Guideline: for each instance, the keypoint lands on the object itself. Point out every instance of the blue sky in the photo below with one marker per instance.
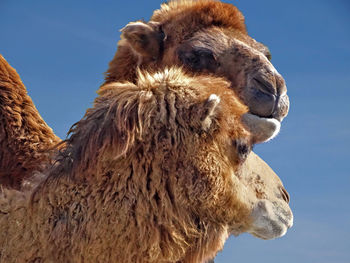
(62, 48)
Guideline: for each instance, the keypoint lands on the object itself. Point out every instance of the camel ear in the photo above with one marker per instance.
(145, 39)
(209, 109)
(262, 129)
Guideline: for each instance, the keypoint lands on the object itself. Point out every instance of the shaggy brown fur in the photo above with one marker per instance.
(145, 177)
(208, 37)
(24, 135)
(181, 19)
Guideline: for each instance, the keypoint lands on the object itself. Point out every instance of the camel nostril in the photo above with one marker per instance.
(285, 194)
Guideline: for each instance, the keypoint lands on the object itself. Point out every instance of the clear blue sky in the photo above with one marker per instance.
(61, 49)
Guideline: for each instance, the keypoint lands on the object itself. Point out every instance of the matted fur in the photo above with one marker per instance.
(24, 135)
(140, 179)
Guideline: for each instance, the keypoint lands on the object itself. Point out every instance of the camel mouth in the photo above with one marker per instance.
(262, 128)
(271, 220)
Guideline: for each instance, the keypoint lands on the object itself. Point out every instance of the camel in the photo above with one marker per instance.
(24, 136)
(181, 33)
(86, 189)
(157, 171)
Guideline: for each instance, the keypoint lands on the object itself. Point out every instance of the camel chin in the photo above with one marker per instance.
(263, 129)
(270, 219)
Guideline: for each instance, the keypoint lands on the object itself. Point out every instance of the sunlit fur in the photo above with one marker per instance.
(140, 179)
(24, 135)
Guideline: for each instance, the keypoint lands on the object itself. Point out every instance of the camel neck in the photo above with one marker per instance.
(24, 135)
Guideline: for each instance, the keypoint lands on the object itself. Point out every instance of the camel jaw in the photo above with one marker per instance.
(263, 129)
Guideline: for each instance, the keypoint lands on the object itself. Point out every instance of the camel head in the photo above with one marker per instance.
(205, 37)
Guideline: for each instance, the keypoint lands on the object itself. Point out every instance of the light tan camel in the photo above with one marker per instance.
(197, 183)
(159, 171)
(201, 36)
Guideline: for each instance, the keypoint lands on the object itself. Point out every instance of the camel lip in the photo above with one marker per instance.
(267, 118)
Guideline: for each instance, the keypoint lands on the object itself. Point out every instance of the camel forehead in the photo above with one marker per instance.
(184, 17)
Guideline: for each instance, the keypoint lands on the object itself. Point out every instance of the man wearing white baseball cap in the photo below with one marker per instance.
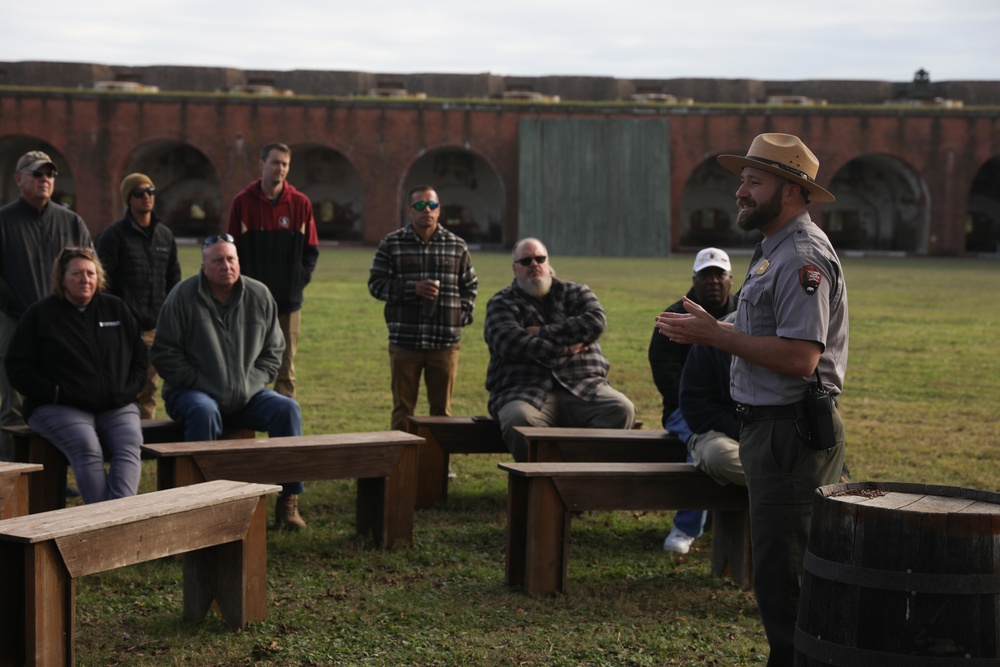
(711, 283)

------------------------------------------------

Task to complete ▸ Starting at the line that holds "the camel forehead", reproduce each line through the last one of the listing, and nothing more; the pictures stay out.

Result of this task ▸
Guideline: for each instance, the keypoint lands on the object itself. Point out every instance of the camel forehead in the photo above with one marker per instance.
(184, 17)
Guideline: for each instance, the keypoint lands on the object itself. Point out every instance of the man wearing white baseball cap in the photo below with one marker per instance.
(711, 283)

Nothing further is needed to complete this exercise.